EXERCISE INPUT:
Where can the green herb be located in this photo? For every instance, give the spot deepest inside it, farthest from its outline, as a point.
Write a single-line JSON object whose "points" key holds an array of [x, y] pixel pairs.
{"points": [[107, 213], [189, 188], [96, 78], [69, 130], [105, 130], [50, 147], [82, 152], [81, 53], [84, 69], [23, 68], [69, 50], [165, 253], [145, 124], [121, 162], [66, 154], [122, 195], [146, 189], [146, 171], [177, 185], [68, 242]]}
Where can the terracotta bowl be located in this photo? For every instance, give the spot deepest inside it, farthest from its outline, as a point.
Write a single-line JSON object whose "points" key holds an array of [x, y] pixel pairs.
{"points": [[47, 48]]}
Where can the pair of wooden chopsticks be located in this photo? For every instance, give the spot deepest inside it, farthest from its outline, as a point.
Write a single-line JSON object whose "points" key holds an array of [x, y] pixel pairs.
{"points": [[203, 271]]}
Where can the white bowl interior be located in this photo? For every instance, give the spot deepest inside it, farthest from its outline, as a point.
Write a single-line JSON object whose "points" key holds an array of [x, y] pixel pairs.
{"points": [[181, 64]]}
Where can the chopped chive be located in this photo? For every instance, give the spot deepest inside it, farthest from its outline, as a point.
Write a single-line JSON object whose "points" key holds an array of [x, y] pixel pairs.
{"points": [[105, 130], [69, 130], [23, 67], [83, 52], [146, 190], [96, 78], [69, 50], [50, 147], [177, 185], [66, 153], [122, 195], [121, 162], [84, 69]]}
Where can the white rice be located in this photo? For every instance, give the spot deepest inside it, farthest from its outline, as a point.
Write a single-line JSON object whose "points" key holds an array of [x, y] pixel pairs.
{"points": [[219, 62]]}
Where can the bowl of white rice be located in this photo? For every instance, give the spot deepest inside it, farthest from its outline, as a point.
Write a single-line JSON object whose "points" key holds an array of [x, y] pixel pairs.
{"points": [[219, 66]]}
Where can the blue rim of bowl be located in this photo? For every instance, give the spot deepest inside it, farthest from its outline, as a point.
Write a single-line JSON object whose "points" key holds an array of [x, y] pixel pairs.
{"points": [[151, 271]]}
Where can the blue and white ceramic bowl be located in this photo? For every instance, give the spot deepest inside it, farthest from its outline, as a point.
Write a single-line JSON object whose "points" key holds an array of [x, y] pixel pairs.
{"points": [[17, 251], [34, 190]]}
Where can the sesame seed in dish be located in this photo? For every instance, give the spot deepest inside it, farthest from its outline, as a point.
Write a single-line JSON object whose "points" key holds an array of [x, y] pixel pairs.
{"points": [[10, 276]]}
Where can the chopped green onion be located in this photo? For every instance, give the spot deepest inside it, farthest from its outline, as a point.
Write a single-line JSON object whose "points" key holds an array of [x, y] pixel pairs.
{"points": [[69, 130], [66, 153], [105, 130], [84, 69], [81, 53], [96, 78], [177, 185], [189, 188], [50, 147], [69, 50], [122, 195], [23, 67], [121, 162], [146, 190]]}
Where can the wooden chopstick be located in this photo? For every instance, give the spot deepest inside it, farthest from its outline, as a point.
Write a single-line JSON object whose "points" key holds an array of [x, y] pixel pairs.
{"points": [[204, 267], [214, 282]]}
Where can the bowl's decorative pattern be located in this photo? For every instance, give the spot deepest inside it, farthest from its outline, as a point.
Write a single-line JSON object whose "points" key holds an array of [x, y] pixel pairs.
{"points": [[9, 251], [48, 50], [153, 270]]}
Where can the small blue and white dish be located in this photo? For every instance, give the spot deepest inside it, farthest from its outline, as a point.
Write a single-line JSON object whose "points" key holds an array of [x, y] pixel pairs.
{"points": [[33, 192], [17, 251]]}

WORK TO BE COMPLETED: Make an exact copy of the material above.

RESPONSE FOR THIS EXERCISE:
Where can the green herb be located in this photo? For every instance, give the spot deepest inside it, farthest from its outline, as a point.
Write a single-line JSON object whose "points" key holds an array of [x, y] pixel pairs.
{"points": [[107, 213], [189, 188], [96, 78], [69, 130], [105, 130], [50, 147], [82, 152], [81, 53], [84, 69], [23, 68], [69, 50], [165, 253], [145, 124], [121, 162], [66, 154], [122, 195], [146, 189], [146, 171], [177, 185], [68, 242]]}
Where can the terracotta bowl be located in this photo? For every instance, give the spot deepest inside it, farthest from its outline, as a point.
Write a single-line JSON object whose "points" key holds an array of [x, y] pixel pairs.
{"points": [[47, 48]]}
Where can the pair of wooden chopsticks be located in this photo? For every instance, give the spot deepest inside it, farthest from its outline, as a point.
Write a single-line JSON object whose "points" key holds an array of [x, y] pixel pairs.
{"points": [[203, 271]]}
Where can the white bowl interior be located in this photo? For every instance, give the spot deepest inside it, farthest from its outline, as a point.
Write a single-line JSON object whose "points" key holds an array of [x, y] pixel pairs.
{"points": [[181, 64]]}
Where can the chopped chive be located in this photo? For every instance, give the spot deepest inside it, farthest from its outline, as a point.
Write a single-line JSON object whose "points" key holds an array of [x, y] pixel pairs.
{"points": [[105, 130], [69, 130], [23, 67], [83, 52], [146, 190], [96, 78], [69, 50], [50, 147], [177, 185], [66, 153], [122, 195], [121, 162], [84, 69]]}
Where can the white rice be located in this photo? For every instance, give the spot deepest inside it, farthest from its outline, as a point.
Write a single-line JSON object whose "points" key holds an array of [x, y] pixel pairs.
{"points": [[219, 62]]}
Where can the bowl of white rice be located in this photo? For every instance, give the spot deepest inside it, farthest from its outline, as a point.
Write a single-line JSON object whose "points" key holds an array of [x, y] pixel pairs.
{"points": [[219, 66]]}
Where can the blue rim of bowl be located in this photo? For every instance, give the spot deepest inside it, farthest from its outline, as a point.
Write a single-line JSON object whose "points" key holds an array of [x, y] pixel pairs.
{"points": [[151, 271]]}
Where can the blue and white ceramic bowl be located in this photo? For every instance, give the spot deepest inside it, farthest from its outline, as a point.
Write a single-line JSON object whose "points" key holds an array of [x, y] pixel pairs.
{"points": [[17, 251], [34, 190]]}
Where can the sesame seed in dish be located in this photo? For every instance, give the spot deepest inside it, farthest from its outline, as a point.
Write a single-line JSON object whose "points" key holds an array of [x, y] pixel pairs.
{"points": [[10, 276]]}
Where can the chopped green onion be located in this photo? For every instance, give the spot deepest inside it, farthest from its outline, as a point.
Write a single-line JSON object whose "points" key holds an array of [x, y] pixel pairs.
{"points": [[69, 130], [66, 153], [105, 130], [84, 69], [81, 53], [96, 78], [177, 185], [189, 188], [50, 147], [69, 50], [122, 195], [23, 67], [121, 162], [146, 190]]}
Where can the wooden chopstick be located in this photo? For every instance, give the spot deepest inside it, farthest from its outline, as a point.
Write a single-line JSON object whose "points" key holds an array of [x, y] pixel pairs.
{"points": [[204, 267], [214, 282]]}
Where can the bowl's decorative pattern be located in this photo? For every instance, give the spot deepest inside it, farthest from its outline, as a point.
Write a single-line JSON object whose "points" key holds an array of [x, y] pixel pairs.
{"points": [[9, 251], [48, 50], [153, 270]]}
Where can the small blue and white dish be located in this photo? For every instance, give the spot deepest inside it, farthest from its outline, as a point.
Write a single-line JSON object whose "points" key holds an array of [x, y] pixel pairs.
{"points": [[33, 192], [17, 251]]}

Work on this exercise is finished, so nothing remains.